## Provided passage
▶
Pfitz
A Novel
ISBN10: 0312195508
ISBN13: 9780312195502
Trade Paperback
192 Pages
$19.00
CA$20.50
A New York Times Notable Book
In this playful and surprisingly affecting novel, recalling the philosophical tales of Diderot and Voltaire, a powerful 18th-century prince, seeking his own immortality, devotes his entire wealth and the energy of his subjects to the creation of Rreinnstadt, a fantastic city that exists only on paper and in the minds of its creators. Maps must be drawn, streets given names, buildings planned, and citizens created with complete biographies and all the foibles of the human condition.
Among Rreinnstadt's fictional inhabitants is Pfitz, a count's loyal servant who mysteriously disappears one night from a tavern. Enamored of Pfitz's real-life biographer Estrella, one of the city's cartographers sets out on a quest to find Pfitz, hoping he will be rewarded by Estrella's love. His search leads him into a story of jealousy, intrigue, and murder, and into a city whose population includes a man in love with shadows, another who trains performing bees, and a writer who is driven insane by the suspicion that he is the concoction of a collective delusion.
◀
## Collection entries
▶
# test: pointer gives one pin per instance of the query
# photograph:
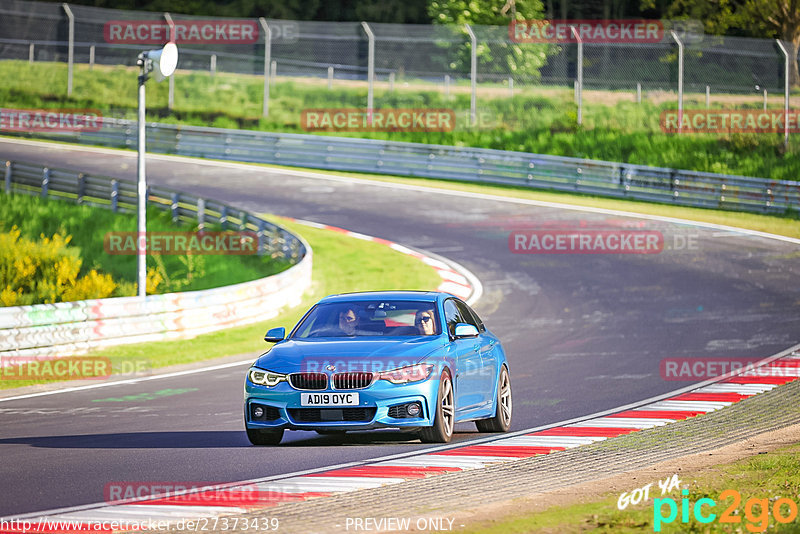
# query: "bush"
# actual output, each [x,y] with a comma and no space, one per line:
[46,271]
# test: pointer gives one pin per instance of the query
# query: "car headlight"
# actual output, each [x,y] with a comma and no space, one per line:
[411,373]
[265,378]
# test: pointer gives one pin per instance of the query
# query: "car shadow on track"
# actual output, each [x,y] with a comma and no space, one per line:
[213,439]
[200,439]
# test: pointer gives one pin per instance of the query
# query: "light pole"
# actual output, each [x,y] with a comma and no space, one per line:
[162,63]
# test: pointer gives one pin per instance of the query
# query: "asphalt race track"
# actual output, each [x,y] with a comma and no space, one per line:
[583,332]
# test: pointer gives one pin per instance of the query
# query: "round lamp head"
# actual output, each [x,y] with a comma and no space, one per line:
[166,64]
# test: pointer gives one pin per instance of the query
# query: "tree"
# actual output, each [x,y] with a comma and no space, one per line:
[753,18]
[496,53]
[777,18]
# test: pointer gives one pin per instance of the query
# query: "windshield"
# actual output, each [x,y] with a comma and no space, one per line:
[369,319]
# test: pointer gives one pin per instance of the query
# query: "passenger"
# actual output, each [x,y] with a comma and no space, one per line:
[348,321]
[425,322]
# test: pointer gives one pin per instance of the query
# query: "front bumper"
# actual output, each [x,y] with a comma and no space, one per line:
[282,407]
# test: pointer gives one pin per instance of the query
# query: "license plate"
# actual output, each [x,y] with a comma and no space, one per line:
[329,399]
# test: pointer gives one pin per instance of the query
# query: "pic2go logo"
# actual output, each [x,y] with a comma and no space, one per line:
[756,511]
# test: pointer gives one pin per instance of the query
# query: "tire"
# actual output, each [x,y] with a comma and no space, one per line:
[444,417]
[264,436]
[501,421]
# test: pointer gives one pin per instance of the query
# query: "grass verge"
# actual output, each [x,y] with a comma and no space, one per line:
[537,119]
[88,227]
[784,225]
[341,264]
[759,480]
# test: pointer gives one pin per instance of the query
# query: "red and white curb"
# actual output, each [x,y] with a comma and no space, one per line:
[241,497]
[456,279]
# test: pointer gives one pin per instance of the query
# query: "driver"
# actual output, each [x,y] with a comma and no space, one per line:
[424,321]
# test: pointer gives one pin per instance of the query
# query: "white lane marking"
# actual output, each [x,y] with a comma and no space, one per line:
[742,389]
[131,380]
[318,484]
[153,510]
[456,289]
[621,422]
[688,406]
[452,276]
[354,482]
[438,460]
[552,441]
[770,371]
[436,263]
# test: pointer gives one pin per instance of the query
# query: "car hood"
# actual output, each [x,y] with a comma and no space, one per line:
[347,355]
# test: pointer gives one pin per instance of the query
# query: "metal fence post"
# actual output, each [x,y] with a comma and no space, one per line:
[174,207]
[8,176]
[201,214]
[473,74]
[579,92]
[267,60]
[680,78]
[370,68]
[260,235]
[81,187]
[171,98]
[785,92]
[45,181]
[114,195]
[71,51]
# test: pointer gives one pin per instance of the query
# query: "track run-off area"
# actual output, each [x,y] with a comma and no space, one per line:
[584,332]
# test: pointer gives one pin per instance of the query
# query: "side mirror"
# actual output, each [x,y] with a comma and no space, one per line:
[465,330]
[275,334]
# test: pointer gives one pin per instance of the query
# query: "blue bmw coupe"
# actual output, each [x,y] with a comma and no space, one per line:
[389,359]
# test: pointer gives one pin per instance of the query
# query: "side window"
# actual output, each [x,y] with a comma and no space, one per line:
[478,321]
[466,315]
[451,315]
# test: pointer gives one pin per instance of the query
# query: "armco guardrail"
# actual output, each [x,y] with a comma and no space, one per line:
[655,184]
[62,329]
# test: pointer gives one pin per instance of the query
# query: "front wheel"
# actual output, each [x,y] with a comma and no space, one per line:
[444,417]
[264,436]
[501,421]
◀
## Tasks to complete
1 – Condense the paragraph of the Pfitz description that begins "Among Rreinnstadt's fictional inhabitants" into a short bulleted list that keeps its main facts.
2 – Extend the Pfitz description with a few more sentences after its final one.
These rows were taken from a different source than the Pfitz description.

## Answers for the tasks
1 –
- Pfitz, one of Rreinnstadt's fictional inhabitants, is a count's loyal servant who mysteriously vanishes one night from a tavern.
- One of the city's cartographers, in love with Estrella, Pfitz's real-life biographer, sets out to find Pfitz, hoping to win her love.
- His search draws him into a story of jealousy, intrigue and murder.
- The city's population includes a man in love with shadows, a trainer of performing bees, and a writer driven insane by the suspicion that he is the product of a collective delusion.

2 –
Reviews
Praise for Pfitz
"Crumey has written a fantastic novel about a fantasy. . . . Real and unreal merge, interact, and form a tale that is part quirky amusement and part sly satire."—Phoebe-Lou Adams, The Atlantic Monthly
"[Crumey]develops his story with admirable rigor, seizing on both the comic and the philosophical potential of a world in which the actual and the imagined have become fatally blurred."—Andrew Miller, The New York Times Book Review
"Built out of fantasy, Andrew Crumey's novel stands, like the monumental museum at the centre of its imaginary city, as an edifice of erudition."—Andrea Ashworth, The Times Literary Supplement
"Crumey is a daring writer: Using the stuff of fairy tales, he ponders the difference between fact and fiction, weaving together philosophy and fantasy to create a magical, witty novel."—The Sunday Times (London)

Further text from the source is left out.